EXERCISE DESCRIPTION - Write out the whole of the material exactly.
BEGIN EXCERPTED DATA
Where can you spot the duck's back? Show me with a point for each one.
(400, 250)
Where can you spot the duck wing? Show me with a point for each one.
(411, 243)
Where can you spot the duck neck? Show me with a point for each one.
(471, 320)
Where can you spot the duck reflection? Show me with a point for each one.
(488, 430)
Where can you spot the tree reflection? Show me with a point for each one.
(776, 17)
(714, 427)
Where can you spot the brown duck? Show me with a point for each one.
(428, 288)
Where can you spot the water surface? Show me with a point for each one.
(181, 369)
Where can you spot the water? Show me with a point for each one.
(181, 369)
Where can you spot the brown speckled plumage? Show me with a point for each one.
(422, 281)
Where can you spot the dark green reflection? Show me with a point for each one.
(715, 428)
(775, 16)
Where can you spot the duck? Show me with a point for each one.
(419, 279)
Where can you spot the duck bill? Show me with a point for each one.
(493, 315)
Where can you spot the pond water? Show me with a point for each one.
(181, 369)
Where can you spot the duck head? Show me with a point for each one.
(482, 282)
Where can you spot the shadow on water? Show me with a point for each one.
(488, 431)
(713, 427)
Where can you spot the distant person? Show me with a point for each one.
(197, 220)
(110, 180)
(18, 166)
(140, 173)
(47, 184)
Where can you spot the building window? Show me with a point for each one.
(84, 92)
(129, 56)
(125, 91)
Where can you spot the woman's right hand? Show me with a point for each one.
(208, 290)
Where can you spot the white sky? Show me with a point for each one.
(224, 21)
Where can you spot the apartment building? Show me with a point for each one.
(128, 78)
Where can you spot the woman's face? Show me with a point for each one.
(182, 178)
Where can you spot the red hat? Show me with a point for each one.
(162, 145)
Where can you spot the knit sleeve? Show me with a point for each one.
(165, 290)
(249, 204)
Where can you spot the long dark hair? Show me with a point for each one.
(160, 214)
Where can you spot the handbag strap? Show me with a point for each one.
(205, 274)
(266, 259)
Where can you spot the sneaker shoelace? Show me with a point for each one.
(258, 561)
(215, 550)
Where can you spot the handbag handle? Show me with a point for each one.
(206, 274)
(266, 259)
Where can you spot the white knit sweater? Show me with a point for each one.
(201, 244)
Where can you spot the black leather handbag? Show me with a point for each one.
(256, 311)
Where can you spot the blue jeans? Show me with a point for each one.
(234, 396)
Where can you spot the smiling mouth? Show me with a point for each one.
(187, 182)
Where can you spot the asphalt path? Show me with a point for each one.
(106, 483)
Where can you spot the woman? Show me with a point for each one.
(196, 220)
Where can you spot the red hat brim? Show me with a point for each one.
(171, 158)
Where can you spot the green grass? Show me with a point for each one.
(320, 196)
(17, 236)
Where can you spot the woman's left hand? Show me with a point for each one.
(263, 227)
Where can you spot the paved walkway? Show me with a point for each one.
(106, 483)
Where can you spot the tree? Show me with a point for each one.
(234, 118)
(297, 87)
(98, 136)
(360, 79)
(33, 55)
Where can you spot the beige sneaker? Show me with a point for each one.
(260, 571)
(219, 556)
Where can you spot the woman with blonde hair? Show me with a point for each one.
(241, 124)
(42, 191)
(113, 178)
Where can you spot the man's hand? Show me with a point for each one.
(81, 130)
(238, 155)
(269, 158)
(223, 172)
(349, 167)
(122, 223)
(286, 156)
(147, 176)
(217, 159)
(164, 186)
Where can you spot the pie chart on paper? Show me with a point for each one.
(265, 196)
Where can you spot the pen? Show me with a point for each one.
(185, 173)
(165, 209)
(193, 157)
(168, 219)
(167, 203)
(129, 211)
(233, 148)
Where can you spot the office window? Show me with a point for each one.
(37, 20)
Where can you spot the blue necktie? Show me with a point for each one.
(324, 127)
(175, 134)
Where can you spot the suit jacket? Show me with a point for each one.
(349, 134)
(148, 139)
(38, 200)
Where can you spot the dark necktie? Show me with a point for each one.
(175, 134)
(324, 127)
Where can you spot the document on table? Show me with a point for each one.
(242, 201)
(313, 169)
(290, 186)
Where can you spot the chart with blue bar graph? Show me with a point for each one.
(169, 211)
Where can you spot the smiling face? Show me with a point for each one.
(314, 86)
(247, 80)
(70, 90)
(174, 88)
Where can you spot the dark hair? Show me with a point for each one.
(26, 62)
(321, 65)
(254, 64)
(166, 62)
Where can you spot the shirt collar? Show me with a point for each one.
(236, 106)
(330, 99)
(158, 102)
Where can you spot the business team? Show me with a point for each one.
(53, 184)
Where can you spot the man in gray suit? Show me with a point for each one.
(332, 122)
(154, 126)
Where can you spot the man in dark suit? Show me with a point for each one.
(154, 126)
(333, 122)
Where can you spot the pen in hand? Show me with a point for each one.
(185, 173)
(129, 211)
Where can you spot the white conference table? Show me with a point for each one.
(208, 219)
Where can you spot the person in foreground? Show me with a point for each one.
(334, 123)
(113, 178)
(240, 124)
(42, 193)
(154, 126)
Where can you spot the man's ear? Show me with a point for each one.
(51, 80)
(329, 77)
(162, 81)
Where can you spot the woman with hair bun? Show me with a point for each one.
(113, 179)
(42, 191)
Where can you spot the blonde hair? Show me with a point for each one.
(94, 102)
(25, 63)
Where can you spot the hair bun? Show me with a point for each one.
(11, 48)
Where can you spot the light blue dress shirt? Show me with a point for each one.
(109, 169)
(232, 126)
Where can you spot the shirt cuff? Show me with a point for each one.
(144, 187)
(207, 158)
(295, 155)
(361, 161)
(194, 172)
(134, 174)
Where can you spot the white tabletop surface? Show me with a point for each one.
END EXCERPTED DATA
TASK RESPONSE -
Where can you spot the duck's back? Show me with a point for each one.
(400, 250)
Where can you spot the duck wing? Show me with a point for each one.
(411, 243)
Where can you spot the duck neck? Show me with a point for each one.
(471, 320)
Where can you spot the duck reflection? Show me with a point for each one.
(488, 430)
Where can you spot the tree reflection? Show me with a point for each one.
(776, 17)
(714, 427)
Where can you spot the brown duck? Show me with a point for each one.
(428, 288)
Where can you spot the water surface? Show me with a point for each one.
(181, 369)
Where can you spot the water? Show me with a point for each one.
(181, 369)
Where can you spot the brown speckled plumage? Show me with a point for each one.
(422, 281)
Where can you spot the dark green reflection? Show me with a point for each one.
(715, 428)
(775, 16)
Where can you spot the duck? Show me with a point for each one.
(419, 279)
Where can you spot the duck bill? Show me with a point for each one.
(493, 315)
Where can you spot the pond water? Show me with a point for each one.
(181, 369)
Where can you spot the duck head? Show me with a point for each one.
(482, 282)
Where can you spot the shadow on water? Show me with a point for each one.
(488, 431)
(713, 427)
Where can you spot the distant person? Show me with a point for each one.
(197, 220)
(110, 180)
(18, 166)
(140, 173)
(47, 184)
Where can you spot the building window? Show me with a point for each one.
(84, 92)
(129, 56)
(125, 91)
Where can you spot the woman's right hand? Show me with a point for each one.
(208, 290)
Where can you spot the white sky? Show me with a point for each one.
(224, 21)
Where can you spot the apartment building? Show me with a point for each one.
(128, 78)
Where can you spot the woman's face? Show me with a point for each one.
(182, 178)
Where can you spot the red hat? Show me with a point for each one.
(162, 145)
Where can you spot the knit sleeve? Show me with a point for each one.
(165, 290)
(249, 204)
Where can you spot the long dark hair? Show me with a point for each one.
(160, 214)
Where can you spot the handbag strap? Show me with a point for each one.
(205, 274)
(266, 259)
Where can you spot the sneaker shoelace? Show me with a point for each one.
(258, 561)
(215, 550)
Where can you spot the handbag handle? Show me with a point for each one.
(206, 274)
(266, 259)
Where can you spot the white knit sweater? Show me with a point for each one.
(201, 244)
Where can you spot the black leather handbag? Show me with a point for each one.
(256, 311)
Where can you spot the blue jeans? Show me with a point for each one.
(234, 396)
Where can you spot the smiling mouth? Show me with a point for each one.
(187, 182)
Where can you spot the asphalt path? Show me with a point for each one.
(106, 483)
Where can you spot the woman? Show me with a point for each one.
(196, 220)
Where can you spot the red hat brim? Show me with a point for each one.
(171, 158)
Where can you spot the green grass? Show me with a point for each one.
(320, 196)
(17, 236)
Where can you spot the woman's left hand? Show me with a point for each one.
(263, 227)
Where can you spot the paved walkway? Show me with a point for each one.
(106, 483)
Where can you spot the tree? Show me with a point for each one.
(234, 118)
(297, 87)
(98, 136)
(360, 79)
(33, 55)
Where can you spot the beige sneaker? Show me with a point for each one.
(260, 571)
(219, 556)
Where can you spot the woman with blonde hair? Show me with a point for each one.
(241, 124)
(42, 191)
(113, 178)
Where can you spot the man's hand? Show me with a point for each one.
(81, 130)
(238, 155)
(269, 158)
(223, 172)
(349, 167)
(122, 223)
(286, 156)
(147, 176)
(217, 159)
(164, 186)
Where can you spot the pie chart on paper? Show me with a point for each one.
(265, 196)
Where can you spot the pen? Show me with a point for each one.
(185, 173)
(165, 209)
(193, 157)
(168, 219)
(167, 203)
(129, 211)
(233, 148)
Where can you spot the office window? Show me with a point for each one.
(37, 20)
Where can you spot the blue necktie? Show me with a point for each one.
(324, 127)
(175, 134)
Where can you spot the suit jacket? Show me with a point for each one.
(349, 134)
(148, 139)
(38, 200)
Where can you spot the dark necktie? Show me with a point for each one.
(175, 134)
(324, 127)
Where can you spot the document on table? Show me with a point for each one.
(242, 201)
(313, 169)
(290, 186)
Where can you spot the chart with blue bar graph? Show me with a point for each one.
(169, 211)
Where can you spot the smiling face? Show me with a point for each one.
(314, 86)
(247, 80)
(70, 90)
(174, 88)
Where can you spot the dark hair? Show me with a point for each one.
(26, 62)
(321, 65)
(254, 64)
(166, 62)
Where can you spot the shirt collar? Show me with a point for each one.
(236, 106)
(330, 99)
(158, 102)
Where can you spot the business team? Show me with a point for each one.
(53, 184)
Where can you spot the man in gray suit? Show me with a point for each one.
(332, 122)
(154, 126)
Where can you spot the man in dark suit? Show me with a point for each one.
(154, 126)
(333, 122)
Where can you spot the pen in hand? Show me with a point for each one.
(185, 173)
(129, 211)
Where can you spot the white conference table? Show me with a point for each one.
(208, 219)
Where can you spot the person in foreground? Show me with a point for each one.
(334, 123)
(113, 178)
(240, 124)
(42, 193)
(154, 126)
Where can you spot the man's ear? Show me with a point for each one.
(51, 80)
(329, 77)
(162, 81)
Where can you spot the woman with hair bun? Show me with a point for each one.
(113, 179)
(42, 191)
Where can you spot the blonde hair? Show me with a point for each one.
(94, 102)
(25, 63)
Where can you spot the hair bun? Show me with a point for each one.
(11, 48)
Where can you spot the light blue dress shirt? Show me with a point for each one.
(109, 169)
(232, 126)
Where can you spot the shirt cuff? Show me with a point for each one.
(144, 187)
(207, 158)
(295, 155)
(361, 161)
(194, 172)
(134, 174)
Where can you spot the white tabletop surface? Show me with a point for each one.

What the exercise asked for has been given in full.